### To be done
Send back all the data below, exactly as given.

Start

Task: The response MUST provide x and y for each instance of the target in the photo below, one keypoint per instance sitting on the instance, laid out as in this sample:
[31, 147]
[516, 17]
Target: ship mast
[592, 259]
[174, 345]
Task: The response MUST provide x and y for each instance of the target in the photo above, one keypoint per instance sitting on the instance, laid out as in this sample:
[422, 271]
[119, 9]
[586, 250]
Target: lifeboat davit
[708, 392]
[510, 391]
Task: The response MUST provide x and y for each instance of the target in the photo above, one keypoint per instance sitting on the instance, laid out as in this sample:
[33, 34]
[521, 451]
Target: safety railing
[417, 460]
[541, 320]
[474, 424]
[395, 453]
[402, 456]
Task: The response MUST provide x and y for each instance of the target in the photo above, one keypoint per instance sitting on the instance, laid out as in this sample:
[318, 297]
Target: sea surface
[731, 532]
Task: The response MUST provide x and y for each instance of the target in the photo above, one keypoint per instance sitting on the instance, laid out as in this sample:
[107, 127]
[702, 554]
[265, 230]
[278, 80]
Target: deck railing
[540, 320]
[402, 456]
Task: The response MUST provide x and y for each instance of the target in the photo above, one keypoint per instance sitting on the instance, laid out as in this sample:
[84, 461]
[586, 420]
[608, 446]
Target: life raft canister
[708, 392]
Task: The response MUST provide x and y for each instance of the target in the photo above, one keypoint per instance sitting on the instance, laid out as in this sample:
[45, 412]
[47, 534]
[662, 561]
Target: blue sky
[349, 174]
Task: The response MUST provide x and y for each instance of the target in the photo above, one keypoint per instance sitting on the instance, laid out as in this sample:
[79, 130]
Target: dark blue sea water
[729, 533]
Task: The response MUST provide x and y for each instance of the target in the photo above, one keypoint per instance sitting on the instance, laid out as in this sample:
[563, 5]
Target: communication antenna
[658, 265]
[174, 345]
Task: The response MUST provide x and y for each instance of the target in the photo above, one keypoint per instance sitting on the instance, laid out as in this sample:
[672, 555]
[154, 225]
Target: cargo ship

End

### Solution for this task
Task: The response MUST provide x and y for each instance of the target in the photo below, one keypoint per instance sitting on the instance, laid out as in this sample:
[31, 147]
[516, 17]
Target: ship mast
[592, 259]
[174, 345]
Task: The response MUST provide x and y for each instance of the target in the photo above, one keypoint per instance sitting on the instance, laid out as in this sample:
[422, 271]
[119, 9]
[586, 250]
Target: lifeboat davit
[708, 392]
[510, 391]
Task: The response MUST provide x and y for each instance of the target in the photo above, one keypoint per instance sitting on the instance, laid out as in this sample:
[33, 34]
[521, 451]
Target: safety railing
[417, 460]
[541, 320]
[474, 424]
[395, 453]
[402, 456]
Task: The response MUST provide x and y for each instance of the target in the photo above, one keypoint per instance sitting on the instance, laid out as in this sample:
[318, 297]
Target: sea surface
[731, 532]
Task: The response MUST provide x and y for each instance of the target in the photo above, one keypoint per instance sitting on the instance, laid out as in this sample:
[107, 127]
[702, 554]
[265, 230]
[278, 80]
Target: deck railing
[540, 320]
[402, 456]
Task: The response MUST provide x and y for each instance of the target in the photo above, one keypoint per instance sitting on the instance, laid out as in this sample:
[84, 461]
[586, 420]
[608, 446]
Target: life raft canister
[708, 392]
Task: The response MUST provide x and y for each instance of the target in the photo above, one keypoint per instance sitting on the instance, laid out as in this sample:
[45, 412]
[47, 534]
[662, 561]
Target: blue sky
[349, 174]
Task: The response MUST provide x and y for each instance of the target in the photo above, one keypoint per instance sitting on the instance, laid out as in this sample:
[79, 130]
Target: dark blue sea water
[729, 533]
Task: The response MUST provide x and y for each instance of the target in the photo above, one keypoint per instance sitting on the instance, laid out as in this sample:
[563, 5]
Target: communication antenna
[658, 265]
[174, 345]
Task: The response MUST provide x and y for each instance of the target in the photo above, one keypoint per instance sitting on the instance, laid out as in this sample:
[672, 555]
[154, 225]
Target: cargo ship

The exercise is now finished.